--- Begin EXCERPT ---

A short history of Polyface Farms: an interview with Joel Salatin (part 1 of 5)
Back in January as I was pondering the Liberty Garden concept, thinking about education, outreach, and scale – I asked myself, if I could interview anyone about the food system, sustainability, and the future of American food independence, who would it be? Immediately, I thought of Joel Salatin. Joel is the owner and founder of Polyface Farms, which in their own words is “a family owned, multi-generational, pasture-based, beyond organic, local-market farm and informational outreach in Virginia’s Shenandoah Valley.” Polyface has been featured everywhere from Michael Pollan’s bestselling book The Omnivore’s Dilemma: A Natural History of Four Meals to the widely screened documentary Food, Inc.
Joel is himself a published author, a renowned speaker and expert on all things sustainable. On a whim, I emailed the farm asking if I could drive up to interview Joel and by golly if I didn’t get a reply back from the man himself inviting me up. I was a little starstruck. We set a date for early May, when the animals would be out and about (and the pictures would be a little prettier).
Finally May rolled around and I made the four hour drive up to Swoope, Virginia, a few minutes outside the only slightly better-known town of Staunton (that’s pronounced STAN-ton to you non-Virginians), and followed Joel’s directions through picturesque scenery up to his family’s farm. It was a warm spring day, though the skies were threatening rain. I opened my sunroof as I got closer to the farm, and inhaled the scent of the country. Grass, damp earth, cow manure.
As I drove up to Polyface, I don’t know what I was expecting to see. I guess all the publicity they’d gotten had built Polyface up in my mind. Even though I know Joel has built his empire with little more than grass, electric fencing, and a healthy dose of initiative and ingenuity, the fame of the place had made me picture a big operation – large barns, concrete floors, sparkling clean, unused tractors. Silly, since I knew to expect the opposite. And opposite I found. Polyface is a simple, non-pretentious family farm. A few outbuildings, a white farmhouse, stacks of firewood, a few hoop houses for growing vegetables and temporary housing for poultry. A small smokehouse made the whole place smell like delicious bacon. A few dogs ran about. Two tractors were parked with flatbed trailers attached to the back, stacked with fresh hay for the farm tour that would take place that afternoon.
I made my way up to the sales building, where a few of the Polyface staff greeted me and told me Joel would be along shortly. As I waited, I scanned the shelves of educational material, and peeked inside the refrigerators that lined one wall, which contained all the products of Polyface farms – pastured beef, poultry, eggs, and pork, along with a handful of other products (homemade quiche, apple juice, fresh vegetables).
Joel bounded into the room and with a firm handshake and not a little urgency in his voice told me that he had to deliver a water trough to a neighboring pasture where they were moving some cows that day, and did I want to come along for the ride and do the interview in the truck? I was up for it. I grabbed my video recorder and microphone and headed outside. A trailer with a large water trough was attached to his truck. I hopped up into the cab and waited.

--- End EXCERPT ---
--- Begin GIVEN DATA ---

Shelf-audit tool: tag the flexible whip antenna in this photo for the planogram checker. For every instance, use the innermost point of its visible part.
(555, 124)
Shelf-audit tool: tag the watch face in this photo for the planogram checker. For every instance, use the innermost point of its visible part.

--- End GIVEN DATA ---

## YOUR TASKS
**1)** Answer these questions from the Polyface Farms account:
(a) How long was the drive up to Swoope, Virginia?
(b) What made the whole farm smell like bacon?
(c) What did Joel need to deliver to a neighboring pasture?
**2)** Carry on the Polyface Farms account from the point where it stops.
The lines above come from a different source than the Polyface Farms account.

## ANSWERS
**1)**
(a) About four hours.
(b) A small smokehouse.
(c) A water trough.

**2)**
I spent a little over an hour in the truck with Joel, talking about his family, their history, why he farms, his beliefs on food, sustainability, the new food movement in America, the ethics of caring for the land, innovations on the farm, and so much more. I’m bringing Joel to you guys in a five-part video series. I hope you learn as much as I did and that you are inspired to get back into your kitchen, discover your “farm treasures” and make a difference in the future of food independence. Also, I must say, please forgive my redneck-sounding self laughing and commenting along with Joel – after the first few minutes, it ceased to be an interview, and turned into a conversation. Here is part one, and over the next few weeks, I’ll post the remainder of the videos. Enjoy!
An interview with Joel Salatin: part 1 of 5
In this video: Who is Joel Salatin? His thoughts on activism, his personal history of farming (his family’s history in central America, how he got Polyface Farms started, and more). He also talks about new ideas for Polyface, and what may be in store for the farm’s future.
Polyface farms: a tour
After we hopped out of the truck, I took a break for an hour or so while Joel went straight up to another group of folks who were there to speak with him, and waited for the Lunatic Tour to start. Twice a month, Polyface holds these Lunatic Tours, hayride tours led by Joel that visit all Polyface’s pastured animals.
Two tractors with hay trailers full of nosy onlookers (me included) headed out from the sales building and drove down through the Polyface property. Trees, grass, ponds, animals, and electric fencing. That’s Polyface. Our first stop was the pastured pigs.
Joel explained to us that one of Polyface’s principles when raising animals is to respect the animal’s essence. It respects the “pigness” of the pig, the “cowness” of the cow. Polyface asks, “what does a pig want to do?” And then it gives the pig what it wants. And it shows. I have never been around animals that were so happy just being themselves.
The pigs at Polyface farm foraged for tasty insects and grass, drank water, snorted and nudged one another, and all the while they churned the soil, got rid of weeds, thinned out the forest undergrowth, and returned the land to a healthy state. Polyface uses their pigs to turn a bramble-infested, overgrown forest into a savannah, dotted with trees (which is how this part of the land was, before the settlers colonized it, even before the Indians made their homes here). The pigs move every couple of days. They are rotated to a new section of the land by electric fencing. Move the fence, move the pigs. Joel pointed to a bramble-ridden section of forest next to the cleared area where the pigs were. “In a few days, that will look like this. The pigs do what they are born to do. Be pigs.”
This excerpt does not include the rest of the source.